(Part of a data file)
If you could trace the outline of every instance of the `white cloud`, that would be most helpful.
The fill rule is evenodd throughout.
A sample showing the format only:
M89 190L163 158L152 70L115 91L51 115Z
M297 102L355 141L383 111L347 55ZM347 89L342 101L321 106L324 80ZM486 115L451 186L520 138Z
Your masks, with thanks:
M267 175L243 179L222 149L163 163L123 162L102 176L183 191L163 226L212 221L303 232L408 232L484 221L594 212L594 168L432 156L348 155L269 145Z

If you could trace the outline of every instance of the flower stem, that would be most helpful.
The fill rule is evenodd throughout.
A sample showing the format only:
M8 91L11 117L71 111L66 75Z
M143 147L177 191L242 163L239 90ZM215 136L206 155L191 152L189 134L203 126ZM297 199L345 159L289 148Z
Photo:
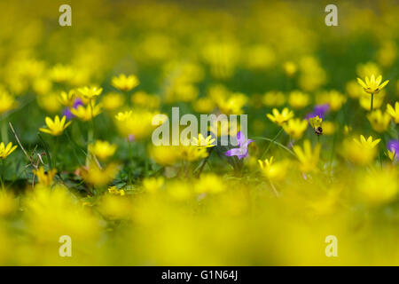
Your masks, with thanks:
M5 121L5 115L2 117L2 140L5 145L8 143L8 131L7 131L7 122Z
M372 112L372 100L373 100L373 99L374 99L374 94L372 93L372 102L371 102L371 104L370 104L370 111L371 111L371 112Z

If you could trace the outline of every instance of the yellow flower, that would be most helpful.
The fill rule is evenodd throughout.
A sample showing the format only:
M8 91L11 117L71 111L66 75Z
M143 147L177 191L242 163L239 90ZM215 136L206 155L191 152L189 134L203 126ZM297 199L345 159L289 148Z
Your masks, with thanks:
M223 180L214 173L204 173L194 184L197 193L219 193L226 189Z
M66 127L72 123L72 122L68 122L66 123L66 117L62 116L61 120L59 120L59 115L56 115L54 121L52 121L49 116L46 117L45 122L48 128L40 128L39 130L44 133L51 134L52 136L59 136L64 132Z
M121 91L128 91L137 87L139 84L138 79L134 75L126 76L124 74L121 74L118 77L113 76L111 84Z
M399 123L399 101L395 103L395 108L391 105L387 104L387 113L392 116L395 123Z
M145 91L137 91L131 96L135 106L155 109L160 106L160 99L156 95L149 95Z
M91 118L96 117L101 113L101 105L90 106L79 106L77 108L71 108L71 113L82 122L88 122Z
M371 149L375 147L376 145L379 144L379 141L381 141L381 139L372 140L372 137L371 137L371 136L369 136L369 138L366 140L365 138L363 135L360 135L360 140L357 140L356 138L354 138L353 140L356 143L357 143L358 145L360 145L360 146L362 146L364 147L371 148Z
M35 176L37 176L40 184L50 186L52 185L52 181L57 173L57 170L52 169L45 171L43 167L40 167L39 170L34 170L33 172Z
M293 109L301 109L309 104L309 98L300 91L293 91L288 97L288 103Z
M303 142L303 148L299 146L293 147L300 162L300 170L303 172L309 172L317 170L317 162L320 156L321 144L317 143L312 149L309 140Z
M123 189L117 189L116 186L110 186L108 187L108 192L110 194L113 195L125 195L125 191Z
M212 136L209 135L205 138L201 133L198 135L198 139L193 137L192 140L192 145L198 146L199 148L208 148L208 147L214 147L215 146L215 138L212 138Z
M299 118L290 119L283 129L286 134L291 136L293 139L299 139L302 137L303 132L308 128L308 122Z
M321 127L322 122L323 122L323 118L318 117L318 115L309 118L309 123L314 129Z
M258 160L258 162L266 178L272 181L283 180L286 174L288 163L286 161L274 162L273 159L274 157L271 156L270 159L265 159L264 161Z
M101 106L106 110L113 111L123 106L125 98L117 92L109 92L103 96Z
M286 97L281 91L270 91L264 94L262 102L266 106L281 106L286 103Z
M94 144L89 145L89 151L102 161L107 160L116 151L116 145L108 141L96 140Z
M335 124L332 122L323 122L323 134L324 135L332 135L335 132Z
M377 132L384 132L391 121L391 116L387 113L382 113L381 110L377 109L367 115L367 118L372 124L372 127Z
M371 144L359 143L355 139L345 139L340 150L340 154L345 159L360 166L368 165L376 155L376 148L371 147Z
M366 76L365 83L362 79L357 78L357 83L369 94L379 93L379 91L381 91L381 89L384 88L389 82L389 80L387 80L383 83L380 84L381 81L382 81L381 75L379 75L376 79L374 75L372 75L372 77L370 79L369 79L369 77Z
M162 188L165 184L165 178L163 177L158 178L145 178L143 179L143 187L150 193L155 193Z
M356 193L359 199L370 205L386 204L396 198L399 190L397 180L397 171L389 168L359 174Z
M273 122L278 125L283 125L284 122L286 122L290 119L293 117L293 112L289 110L287 107L285 107L281 114L278 112L277 108L273 108L271 111L273 115L270 114L267 114L266 116Z
M103 88L84 86L77 91L84 99L90 100L98 97L103 91Z
M0 90L0 114L17 107L17 102L13 96L5 91Z
M61 91L59 100L65 106L74 106L75 97L76 91L74 90L71 90L67 93L66 91Z
M15 151L17 146L12 146L12 143L10 142L5 146L4 142L0 143L0 159L4 160L7 158L7 156Z
M292 77L296 73L297 67L295 63L292 61L286 61L283 65L283 69L288 77Z

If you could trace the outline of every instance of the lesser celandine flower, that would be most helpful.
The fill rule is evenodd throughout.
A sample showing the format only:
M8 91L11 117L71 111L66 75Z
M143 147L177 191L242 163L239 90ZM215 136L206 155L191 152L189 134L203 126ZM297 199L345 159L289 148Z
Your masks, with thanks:
M399 101L395 103L395 108L391 105L387 104L387 113L392 116L395 123L399 123Z
M357 140L356 138L353 138L353 140L357 143L359 146L364 146L364 147L369 147L369 148L373 148L377 146L377 144L379 143L379 141L381 141L381 139L375 139L372 140L372 137L369 136L369 138L366 138L363 136L360 135L360 140Z
M293 117L293 112L292 110L289 110L287 107L285 107L281 113L278 112L277 108L273 108L271 113L273 114L267 114L266 116L271 122L280 126Z
M308 122L304 119L293 118L290 119L283 125L283 129L286 134L291 136L293 139L299 139L303 136L308 128Z
M286 161L275 162L274 157L271 156L270 159L265 159L264 161L258 160L258 162L263 174L271 181L279 181L286 178L286 170L289 165Z
M143 187L144 189L150 193L155 193L162 188L165 184L165 178L163 177L158 178L145 178L143 179Z
M0 114L17 107L17 101L14 97L5 91L0 90Z
M283 69L288 77L292 77L297 70L296 64L292 61L286 61L283 64Z
M64 115L61 119L59 119L59 115L56 115L54 121L51 120L49 116L45 118L45 122L48 128L40 128L39 130L44 133L51 134L52 136L59 136L64 132L66 127L72 123L72 122L67 122L66 123L66 117Z
M399 160L399 140L390 140L387 148L388 150L388 157L391 161Z
M103 91L103 88L84 86L79 88L77 91L86 99L91 100L98 97Z
M124 74L121 74L119 76L114 76L112 79L111 84L123 91L129 91L132 90L134 87L137 87L139 84L138 79L134 75L129 75L126 76Z
M116 186L108 187L108 193L113 195L121 195L121 196L125 195L125 191L123 189L118 189L116 188Z
M59 100L65 106L73 106L74 103L74 99L76 98L76 91L71 90L68 92L61 91Z
M381 91L382 88L384 88L389 82L389 80L385 81L383 83L381 83L382 81L382 75L379 75L377 79L375 78L374 75L372 75L370 77L365 77L365 83L360 79L357 78L357 82L359 84L363 87L363 89L372 95L372 100L371 100L371 106L370 110L372 110L372 99L373 96Z
M202 134L200 133L198 135L198 139L195 137L192 138L192 145L196 146L200 148L208 148L215 146L215 145L214 144L215 141L215 139L213 138L211 135L205 138Z
M0 159L4 160L10 154L14 152L17 146L12 146L12 142L9 142L7 146L5 146L4 142L0 143Z
M89 145L89 151L102 161L107 160L113 155L116 151L116 145L110 144L108 141L96 140Z
M384 132L387 130L391 116L387 113L382 113L380 109L377 109L367 114L372 127L377 132Z
M101 113L101 105L78 106L76 108L71 108L71 113L82 122L88 122Z
M317 143L312 149L309 140L303 142L303 147L297 145L293 146L300 162L300 170L302 172L310 172L317 170L317 162L320 156L321 144Z
M39 179L39 184L43 185L45 186L50 186L53 183L53 179L57 173L57 170L52 169L50 170L44 170L43 167L40 167L38 170L34 170L33 172L35 176L37 176L37 178Z
M322 122L323 119L318 117L318 115L309 118L309 123L315 130L315 134L317 136L323 134L323 128L321 127Z

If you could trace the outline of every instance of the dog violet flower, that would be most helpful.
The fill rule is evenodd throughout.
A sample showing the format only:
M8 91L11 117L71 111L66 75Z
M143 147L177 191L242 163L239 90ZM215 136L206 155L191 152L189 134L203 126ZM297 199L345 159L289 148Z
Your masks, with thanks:
M237 144L239 147L230 149L224 154L229 157L237 156L239 160L241 160L242 158L246 157L246 155L248 154L248 145L252 142L254 142L254 140L246 140L245 135L242 134L241 131L239 131L237 133Z

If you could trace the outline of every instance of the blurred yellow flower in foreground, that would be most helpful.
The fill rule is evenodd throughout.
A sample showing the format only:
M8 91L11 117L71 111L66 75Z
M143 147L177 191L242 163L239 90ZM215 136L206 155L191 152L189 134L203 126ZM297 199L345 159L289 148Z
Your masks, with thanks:
M192 145L196 146L199 148L208 148L215 146L214 144L215 141L215 139L213 138L211 135L205 138L202 134L200 133L198 135L198 139L195 137L192 138Z
M393 169L372 170L366 175L359 174L357 193L359 199L370 205L387 203L396 198L399 184L397 171Z
M106 161L115 154L116 145L110 144L108 141L96 140L89 145L89 151L98 159Z
M379 141L381 141L381 139L372 140L372 136L369 136L369 138L366 140L366 138L363 135L360 135L360 140L357 140L356 138L353 138L353 140L356 143L357 143L359 146L364 146L364 147L369 147L371 149L377 146L377 144L379 144Z
M273 108L271 111L273 115L270 114L267 114L266 116L273 122L278 125L283 125L284 122L286 122L290 119L293 117L293 112L289 110L287 107L285 107L281 114L278 112L277 108Z
M218 193L226 189L223 180L214 173L204 173L194 184L197 193Z
M9 142L7 146L4 145L4 142L0 143L0 159L4 160L7 158L7 156L15 151L17 146L12 146L12 142Z
M17 101L8 92L0 90L0 114L17 107Z
M303 148L299 146L293 147L300 162L300 170L303 172L315 171L317 170L317 162L320 156L321 144L317 143L312 149L309 140L303 142Z
M139 82L137 77L134 75L126 76L126 75L121 74L119 76L113 76L112 78L111 84L116 89L123 91L129 91L134 87L137 87L139 84Z
M258 160L261 170L266 178L271 181L283 180L284 178L286 178L286 170L289 164L286 161L275 162L273 160L273 156L270 159L265 159L264 161Z
M39 130L44 133L49 133L52 136L59 136L64 132L66 127L72 123L72 122L67 122L66 123L66 117L64 115L61 119L59 119L59 115L56 115L54 121L51 120L49 116L45 118L45 122L48 128L40 128Z
M117 92L109 92L101 99L101 106L109 111L120 108L124 102L125 98Z
M382 113L381 110L377 109L367 114L372 127L377 132L384 132L391 121L391 116L387 113Z
M44 170L43 167L40 167L39 170L34 170L34 174L37 176L39 179L39 184L45 186L50 186L52 185L55 175L57 174L57 170L52 169L50 170Z
M77 90L79 94L81 94L84 99L91 100L98 97L103 91L103 88L98 88L96 86L88 87L84 86Z
M158 178L145 178L143 179L143 187L144 189L150 193L155 193L162 188L165 184L165 178L163 177Z
M387 113L392 116L395 123L399 123L399 101L395 103L395 108L391 105L387 104Z
M376 148L372 147L371 144L361 143L356 139L345 139L340 147L340 154L342 157L349 162L360 165L365 166L370 164L376 155Z
M82 122L88 122L101 113L101 105L78 106L77 108L71 108L71 113Z
M286 134L291 136L293 139L299 139L303 136L308 128L308 122L306 119L293 118L290 119L283 125L283 129Z
M389 80L385 81L383 83L380 83L382 81L382 75L379 75L377 79L375 78L374 75L372 75L372 76L365 77L365 83L360 79L357 78L357 83L363 87L363 89L368 92L369 94L377 94L379 92L379 91L382 90L389 82Z

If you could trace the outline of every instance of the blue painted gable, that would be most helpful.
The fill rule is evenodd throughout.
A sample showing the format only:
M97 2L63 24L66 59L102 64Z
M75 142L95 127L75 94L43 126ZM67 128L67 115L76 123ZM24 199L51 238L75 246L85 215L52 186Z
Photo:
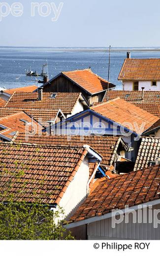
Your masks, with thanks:
M58 134L90 135L121 135L122 131L127 133L129 131L119 124L104 117L91 109L88 109L64 121L59 123L53 127L54 133Z

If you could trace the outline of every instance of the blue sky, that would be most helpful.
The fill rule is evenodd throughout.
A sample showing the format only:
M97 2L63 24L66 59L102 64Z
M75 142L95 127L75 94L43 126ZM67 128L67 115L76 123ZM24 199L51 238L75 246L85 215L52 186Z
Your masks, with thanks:
M4 1L10 6L14 2ZM19 2L24 7L23 15L15 17L10 14L0 22L1 46L160 46L159 0L49 0L48 3L55 2L57 7L64 2L59 19L54 22L53 10L43 17L35 9L35 16L31 17L31 2L43 1Z

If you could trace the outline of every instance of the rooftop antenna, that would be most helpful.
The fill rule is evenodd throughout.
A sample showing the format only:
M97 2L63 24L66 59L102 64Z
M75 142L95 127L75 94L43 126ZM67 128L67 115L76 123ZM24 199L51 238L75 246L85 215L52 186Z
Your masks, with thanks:
M108 84L107 84L107 101L109 100L109 73L110 73L110 62L111 59L111 46L109 46L109 63L108 63Z

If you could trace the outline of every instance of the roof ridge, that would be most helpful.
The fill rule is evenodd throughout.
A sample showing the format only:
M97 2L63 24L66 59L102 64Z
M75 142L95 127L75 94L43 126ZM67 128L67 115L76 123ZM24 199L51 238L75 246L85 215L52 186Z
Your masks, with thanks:
M4 145L8 144L12 145L12 146L14 145L20 145L20 146L28 146L32 147L35 147L35 146L40 146L41 148L73 148L73 149L85 149L86 148L84 148L83 146L70 146L70 145L59 145L59 144L55 144L55 145L51 145L51 144L40 144L38 143L30 143L27 142L14 142L12 141L12 143L11 144L10 142L4 142L0 144L0 146L2 144Z
M102 106L103 105L107 104L107 103L109 103L110 102L115 101L116 100L117 100L117 99L121 99L122 100L125 100L124 99L123 99L120 98L120 97L117 97L117 98L113 98L113 99L111 99L110 100L108 100L108 101L106 101L105 102L102 102L101 103L98 104L97 105L96 105L96 106L94 106L93 107L91 107L91 109L94 109L95 108L96 108L99 106Z

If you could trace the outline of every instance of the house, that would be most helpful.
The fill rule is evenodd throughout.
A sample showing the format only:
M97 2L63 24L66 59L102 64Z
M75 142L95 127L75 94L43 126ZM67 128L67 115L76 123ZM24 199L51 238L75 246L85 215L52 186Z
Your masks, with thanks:
M92 134L120 136L134 151L126 153L126 158L134 161L137 141L146 130L159 118L127 101L117 98L92 107L57 124L55 134Z
M41 110L47 112L61 109L65 117L68 117L87 108L88 103L81 93L43 93L40 89L35 93L14 93L5 106L30 110L39 109L39 113Z
M66 225L76 239L160 240L160 165L100 180Z
M6 104L6 101L2 98L0 98L0 107L4 107Z
M106 174L107 170L117 172L117 165L119 162L130 161L126 159L125 153L130 152L130 149L124 142L121 137L99 136L80 136L67 135L47 135L44 132L39 136L36 134L29 136L26 138L25 133L19 133L14 137L14 141L16 143L28 143L30 144L38 143L40 145L64 145L70 146L82 146L89 145L102 156L102 160L100 166Z
M160 91L160 59L132 59L128 53L118 80L124 91Z
M81 93L91 105L102 101L108 81L88 68L61 72L42 87L45 92ZM109 90L115 88L115 85L109 83Z
M26 86L25 87L19 87L18 88L13 88L11 89L3 89L0 91L0 99L3 99L5 101L7 101L15 92L31 93L37 90L37 87L35 85Z
M160 138L142 138L134 171L158 164L160 164Z
M160 118L160 91L113 90L108 92L109 100L118 97ZM103 102L107 101L106 94Z
M143 135L145 136L160 138L160 118Z
M43 129L39 124L23 111L0 118L0 140L11 141L17 131L27 131L27 125L29 125L27 128L29 132L32 131L34 125L37 127L39 126L41 130Z
M88 145L1 143L0 191L19 202L38 201L52 209L59 205L67 216L86 197L101 161ZM22 175L16 175L20 170Z
M50 121L53 124L56 124L60 122L62 119L65 119L61 109L30 109L7 107L0 108L0 118L6 117L10 115L22 111L32 117L43 127L47 127Z

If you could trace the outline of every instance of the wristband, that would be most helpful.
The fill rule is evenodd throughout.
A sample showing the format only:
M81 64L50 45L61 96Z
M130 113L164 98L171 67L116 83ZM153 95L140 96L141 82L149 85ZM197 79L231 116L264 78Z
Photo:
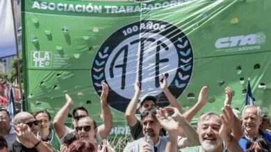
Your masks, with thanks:
M39 145L39 144L40 144L41 142L42 142L42 140L40 140L37 142L37 144L35 144L34 145L34 147L33 147L33 148L37 147L38 145Z

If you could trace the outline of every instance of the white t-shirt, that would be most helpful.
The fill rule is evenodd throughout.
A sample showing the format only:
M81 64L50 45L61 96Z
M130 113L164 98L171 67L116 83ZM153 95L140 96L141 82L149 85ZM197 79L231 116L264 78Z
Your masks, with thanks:
M66 126L65 127L66 131L65 131L64 135L61 138L59 138L58 135L56 135L56 137L58 137L59 143L60 144L63 144L64 137L67 134L69 134L70 133L72 133L72 132L75 132L74 129L70 129L70 128L69 128L69 127L67 127ZM100 135L99 132L99 130L98 130L98 131L97 131L97 133L96 133L96 135L95 135L95 144L100 144L102 142L103 142L103 139L101 139L101 135Z

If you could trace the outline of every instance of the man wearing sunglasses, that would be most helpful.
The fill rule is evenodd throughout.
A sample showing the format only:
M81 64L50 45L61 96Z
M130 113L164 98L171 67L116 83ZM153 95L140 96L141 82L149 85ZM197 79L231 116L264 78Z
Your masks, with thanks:
M10 152L53 152L53 150L49 149L34 134L34 132L37 131L38 122L31 113L19 113L14 117L13 124L17 138L10 145Z
M10 125L11 118L6 109L0 109L0 134L5 137L8 144L15 140L13 127Z
M108 86L105 82L103 82L102 88L103 91L100 99L104 124L97 128L98 130L95 135L95 140L97 144L101 144L102 142L102 139L106 139L107 137L113 127L112 114L106 102L107 96L108 95ZM65 136L69 133L75 131L74 129L71 129L65 126L65 122L74 104L72 98L67 94L66 94L66 104L58 112L54 119L54 126L60 144L63 143ZM88 113L84 107L80 106L74 108L72 112L72 119L74 129L78 126L77 123L79 120L87 116L88 116Z

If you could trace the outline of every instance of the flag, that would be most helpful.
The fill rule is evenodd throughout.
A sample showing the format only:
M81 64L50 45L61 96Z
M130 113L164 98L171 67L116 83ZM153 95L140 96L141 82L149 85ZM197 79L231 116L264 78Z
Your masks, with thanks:
M250 87L249 79L248 79L247 88L247 94L245 95L245 105L254 105L252 93L252 88Z
M10 88L10 99L8 101L8 111L10 113L11 119L13 119L15 112L15 106L14 103L14 97L13 97L13 88Z

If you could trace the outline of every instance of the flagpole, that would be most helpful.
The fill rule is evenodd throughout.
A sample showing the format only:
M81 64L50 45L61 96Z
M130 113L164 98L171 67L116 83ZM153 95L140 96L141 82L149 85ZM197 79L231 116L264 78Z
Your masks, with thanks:
M13 29L14 29L14 36L15 38L15 44L16 44L16 56L17 56L17 77L18 77L19 81L19 93L21 94L21 101L22 104L23 104L23 99L22 99L23 97L22 94L22 80L21 80L21 70L20 70L20 64L19 64L19 43L18 43L18 37L17 35L17 23L16 23L16 17L15 17L15 13L14 10L14 0L10 0L11 1L11 10L13 12Z

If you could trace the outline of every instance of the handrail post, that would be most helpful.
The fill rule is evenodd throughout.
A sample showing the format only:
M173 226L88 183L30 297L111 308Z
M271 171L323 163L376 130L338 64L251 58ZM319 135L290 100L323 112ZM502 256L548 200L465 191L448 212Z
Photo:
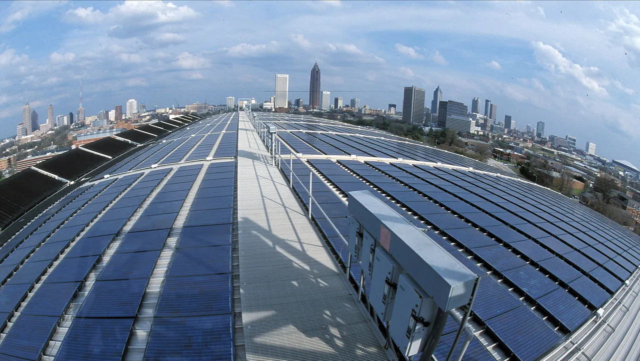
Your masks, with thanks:
M311 219L311 204L312 204L311 185L314 180L313 175L314 175L313 171L309 170L309 219Z

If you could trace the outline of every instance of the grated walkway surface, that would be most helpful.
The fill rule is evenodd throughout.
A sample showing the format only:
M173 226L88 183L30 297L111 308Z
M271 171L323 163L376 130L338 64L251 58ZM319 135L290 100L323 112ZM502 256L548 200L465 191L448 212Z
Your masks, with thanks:
M313 225L244 113L238 130L246 359L388 360Z

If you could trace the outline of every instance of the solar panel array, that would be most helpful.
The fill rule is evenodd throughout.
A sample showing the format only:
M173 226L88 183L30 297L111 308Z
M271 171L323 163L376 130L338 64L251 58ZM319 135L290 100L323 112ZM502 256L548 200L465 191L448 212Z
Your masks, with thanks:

■ **Task requirements**
Copy the part of the records that opens with the line containing "house, that would be most helpful." and closes with the line containing "M6 104L6 101L2 98L0 98L0 107L4 107Z", keeping every line the same.

■ **Result of the task**
If you could trace the outline of every instance of the house, that would be most helpful.
The fill rule is evenodd throughout.
A sample showing the format only:
M97 2L63 24L66 59L102 64Z
M75 142L95 127L75 94L43 126ZM67 128L67 115L76 123ZM24 199L51 238L75 246L85 215L52 186Z
Your masks, with thanks:
M92 134L120 136L134 151L126 153L126 158L134 161L137 141L146 130L159 118L127 101L117 98L92 107L57 124L55 134Z
M41 110L47 112L61 109L65 117L68 117L87 108L88 103L81 93L43 93L40 89L35 93L14 93L5 106L30 110L39 109L39 113Z
M66 225L76 239L160 240L160 165L100 180Z
M6 104L6 101L2 98L0 98L0 107L4 107Z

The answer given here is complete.